- **Tasks**:
• A. In the summary of The Alchemist, what payment does the old gypsy woman accept from Santiago?
• B. Using the summary of The Alchemist, explain why Santiago has spent the last year dreaming about seeing the girl again.
• C. From the summary of The Alchemist, extract the passage between "The main character" and "met this girl.", inclusive.

- **Reading passage**:

Part One Section One – Dreaming is What Makes Life Interesting

The main character in The Alchemist is a shepherd, Santiago. The story starts with Santiago pondering the nature of his work. Santiago is very close to his animals. He calls each of them by name, his schedule revolves around them, and he has conversations with them. Recently, Santiago’s conversations have been about a girl that he met a year ago at the town that is the next destination on his journey. Santiago hasn’t stopped thinking about this girl all year. She is a merchant’s daughter he met while delivering wool to a shop she was browsing. This shop owner bought from Santiago and encouraged him to come back one year later. Hence, Santiago was on the way back to the town where he first met this girl.

Santiago sees his shepherding life as providing him with great freedom. He allows his sheep to lead the way, and eventually, he finds a new path. However, Santiago realizes that this is not true discovery. He had once dreamed of traveling the world. Santiago accepts that dreaming about what you don’t have is what makes life interesting. This is why he has been dreaming for the last year about seeing this girl again. 

Part One Section Two – Achieve Your Personal Legend

Once Santiago reaches Tarifa, his last stop before the city where his dream girl lives, he visits an old gypsy woman. This woman claims to be able to interpret dreams. Santiago has had a recurring dream where a child shows Santiago to the location of some treasure. However, Santiago wakes up just before he finds out exactly where it is located. The gypsy woman tells Santiago that this treasure is real. She explains to Santiago that dreams are a language used by the Soul of the World to communicate with people. The woman accepts her payment as being one-tenth of the treasure when Santiago finds it.

- **Stored data entries**:

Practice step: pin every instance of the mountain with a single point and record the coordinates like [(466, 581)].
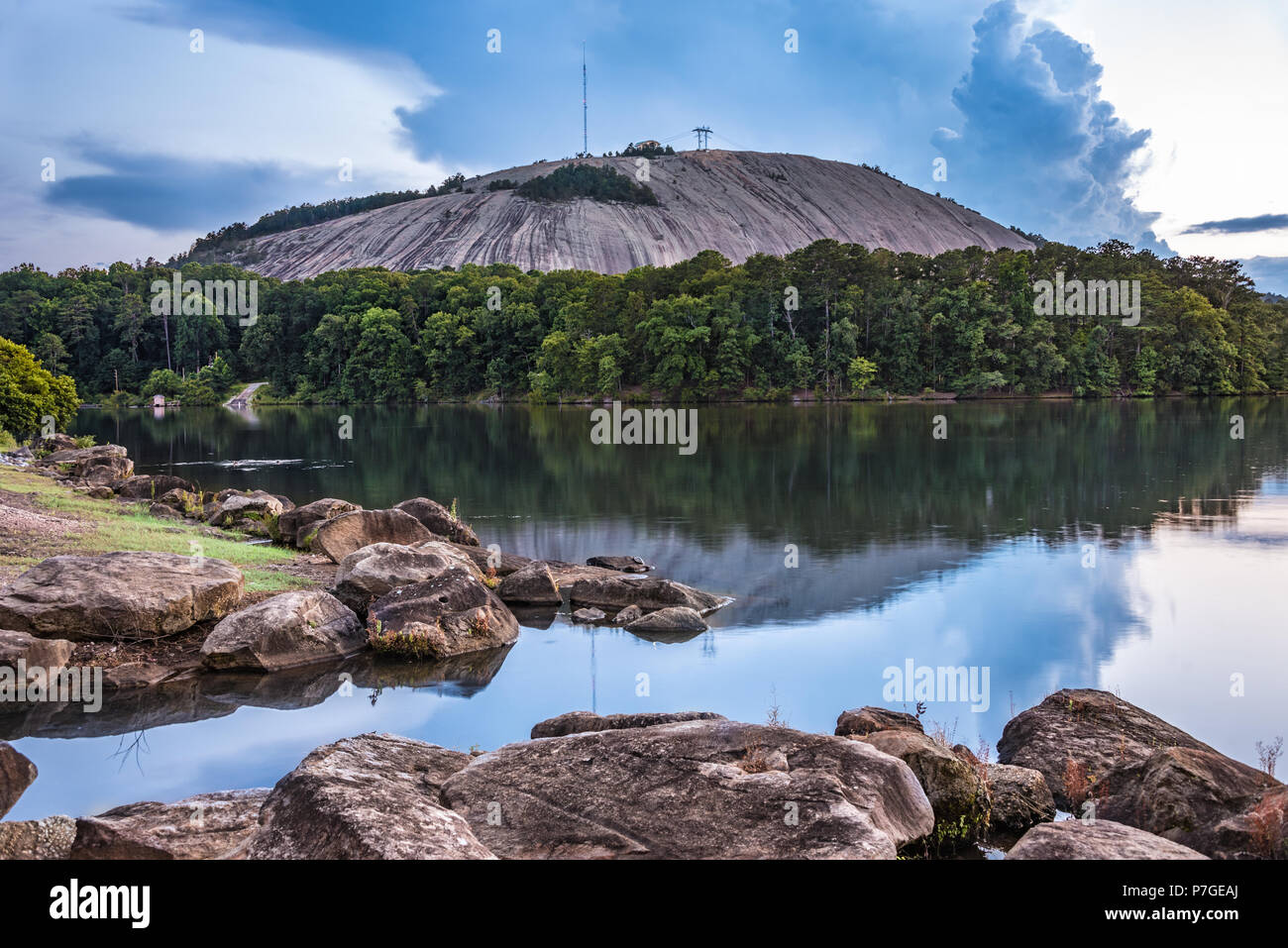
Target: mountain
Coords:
[(732, 201)]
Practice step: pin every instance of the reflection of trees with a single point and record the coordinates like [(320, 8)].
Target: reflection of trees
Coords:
[(835, 475)]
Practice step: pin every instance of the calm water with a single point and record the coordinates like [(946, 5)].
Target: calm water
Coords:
[(967, 552)]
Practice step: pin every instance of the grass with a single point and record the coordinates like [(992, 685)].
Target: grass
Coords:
[(127, 527)]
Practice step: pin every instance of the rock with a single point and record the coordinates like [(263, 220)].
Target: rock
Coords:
[(37, 655), (233, 510), (952, 785), (130, 595), (678, 618), (16, 775), (38, 839), (346, 533), (374, 796), (284, 631), (622, 565), (584, 721), (209, 826), (452, 613), (629, 614), (296, 526), (867, 720), (438, 520), (532, 584), (151, 485), (1077, 839), (1019, 797), (103, 464), (702, 789), (372, 572)]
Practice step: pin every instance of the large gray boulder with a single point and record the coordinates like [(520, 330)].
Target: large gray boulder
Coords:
[(447, 616), (703, 789), (207, 826), (129, 595), (1077, 839), (374, 796), (296, 526), (372, 572), (284, 631), (17, 773), (438, 520), (346, 533)]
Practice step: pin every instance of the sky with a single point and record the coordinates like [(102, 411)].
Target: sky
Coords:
[(125, 134)]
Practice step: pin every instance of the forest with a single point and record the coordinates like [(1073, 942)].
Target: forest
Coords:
[(833, 318)]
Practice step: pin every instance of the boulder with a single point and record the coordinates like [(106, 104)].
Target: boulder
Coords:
[(1103, 839), (48, 655), (867, 720), (677, 618), (284, 631), (584, 721), (297, 524), (622, 565), (532, 584), (1019, 797), (372, 572), (132, 595), (151, 485), (438, 520), (702, 789), (38, 839), (207, 826), (16, 775), (346, 533), (450, 614), (952, 785), (102, 464), (374, 796)]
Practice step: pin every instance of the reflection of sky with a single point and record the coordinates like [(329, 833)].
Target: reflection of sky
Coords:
[(1162, 621)]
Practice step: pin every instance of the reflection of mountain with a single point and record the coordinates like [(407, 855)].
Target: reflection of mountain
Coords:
[(202, 697)]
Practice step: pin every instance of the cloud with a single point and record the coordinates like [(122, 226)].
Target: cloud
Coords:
[(1038, 146), (1265, 222)]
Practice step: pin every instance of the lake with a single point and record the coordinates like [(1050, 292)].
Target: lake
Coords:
[(1133, 546)]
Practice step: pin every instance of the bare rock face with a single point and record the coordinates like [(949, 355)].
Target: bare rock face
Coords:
[(1019, 796), (732, 201), (1077, 839), (347, 533), (438, 520), (372, 572), (583, 721), (867, 720), (296, 526), (38, 839), (284, 631), (37, 655), (207, 826), (17, 773), (150, 485), (374, 796), (102, 464), (703, 789), (677, 618), (452, 613), (532, 584), (132, 595)]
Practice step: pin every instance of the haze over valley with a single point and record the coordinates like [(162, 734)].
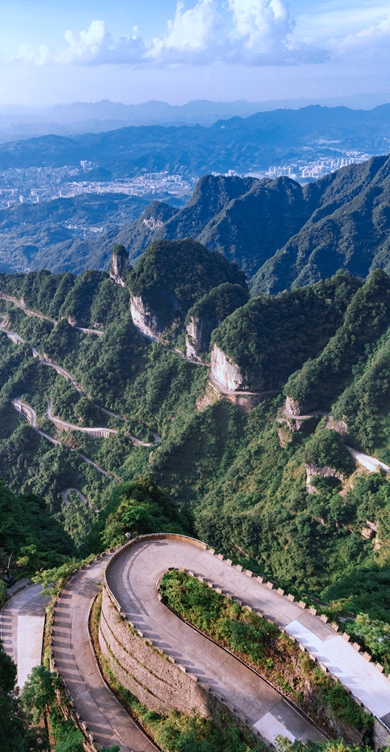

- **Solutions**:
• A. She accepts one-tenth of the treasure, to be paid when Santiago finds it.

• B. Santiago accepts that dreaming about what you don't have is what makes life interesting. That is why he has been dreaming for the past year about seeing the merchant's daughter again.

• C.
The main character in The Alchemist is a shepherd, Santiago. The story starts with Santiago pondering the nature of his work. Santiago is very close to his animals. He calls each of them by name, his schedule revolves around them, and he has conversations with them. Recently, Santiago’s conversations have been about a girl that he met a year ago at the town that is the next destination on his journey. Santiago hasn’t stopped thinking about this girl all year. She is a merchant’s daughter he met while delivering wool to a shop she was browsing. This shop owner bought from Santiago and encouraged him to come back one year later. Hence, Santiago was on the way back to the town where he first met this girl.